**Exercise data**
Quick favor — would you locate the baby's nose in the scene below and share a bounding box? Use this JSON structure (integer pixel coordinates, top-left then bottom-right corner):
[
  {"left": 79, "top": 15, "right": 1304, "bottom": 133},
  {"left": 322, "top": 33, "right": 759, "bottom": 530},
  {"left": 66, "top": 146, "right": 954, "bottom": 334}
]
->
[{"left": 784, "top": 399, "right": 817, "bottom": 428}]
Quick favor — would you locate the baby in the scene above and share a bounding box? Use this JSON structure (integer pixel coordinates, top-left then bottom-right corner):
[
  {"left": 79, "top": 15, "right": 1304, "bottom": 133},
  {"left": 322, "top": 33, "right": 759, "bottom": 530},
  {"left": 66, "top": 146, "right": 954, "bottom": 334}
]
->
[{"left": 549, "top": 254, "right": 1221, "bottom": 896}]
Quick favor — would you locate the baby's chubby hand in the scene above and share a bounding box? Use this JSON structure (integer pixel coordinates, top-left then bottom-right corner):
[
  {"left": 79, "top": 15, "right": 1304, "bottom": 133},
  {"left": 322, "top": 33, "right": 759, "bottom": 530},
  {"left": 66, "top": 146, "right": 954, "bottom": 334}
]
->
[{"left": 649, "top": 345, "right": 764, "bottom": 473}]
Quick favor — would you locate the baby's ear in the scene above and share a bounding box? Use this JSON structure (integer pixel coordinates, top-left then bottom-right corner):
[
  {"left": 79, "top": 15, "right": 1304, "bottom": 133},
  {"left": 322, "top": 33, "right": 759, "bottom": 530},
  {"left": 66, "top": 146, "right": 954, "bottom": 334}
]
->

**What you should do**
Could you write out the records above again with "scene" switched to "image" everywhere and nothing else changed?

**Output**
Quick favor — would you locate the baby's nose in the image below and share a bounding box? Use this JSON structure (integer pixel coordinates, top-left then bottom-right corner):
[
  {"left": 79, "top": 15, "right": 1304, "bottom": 133},
  {"left": 322, "top": 33, "right": 759, "bottom": 530},
  {"left": 66, "top": 146, "right": 954, "bottom": 334}
]
->
[{"left": 784, "top": 399, "right": 817, "bottom": 428}]
Quick favor — would you locate the baby in the image above and share a bounding box? Use this JSON structure (integer pixel coordinates, top-left then bottom-right corner):
[
  {"left": 79, "top": 15, "right": 1304, "bottom": 133},
  {"left": 322, "top": 33, "right": 759, "bottom": 530},
  {"left": 66, "top": 146, "right": 954, "bottom": 334}
]
->
[{"left": 549, "top": 254, "right": 1221, "bottom": 896}]
Quick favor — would you locate the baby's chubby hand in the image above and share a bounding box? Use this JSON structure (integer pixel coordinates, top-left then bottom-right corner):
[
  {"left": 79, "top": 15, "right": 1304, "bottom": 133},
  {"left": 322, "top": 33, "right": 759, "bottom": 530},
  {"left": 66, "top": 146, "right": 954, "bottom": 334}
]
->
[{"left": 649, "top": 345, "right": 764, "bottom": 473}]
Quick favor — would you locate the baby's ear in the image above and share a bounding box? Use this JSON structure (integer pixel coordinates, top-left then bottom-right corner):
[
  {"left": 79, "top": 15, "right": 1304, "bottom": 133},
  {"left": 322, "top": 33, "right": 759, "bottom": 530},
  {"left": 66, "top": 146, "right": 954, "bottom": 334}
]
->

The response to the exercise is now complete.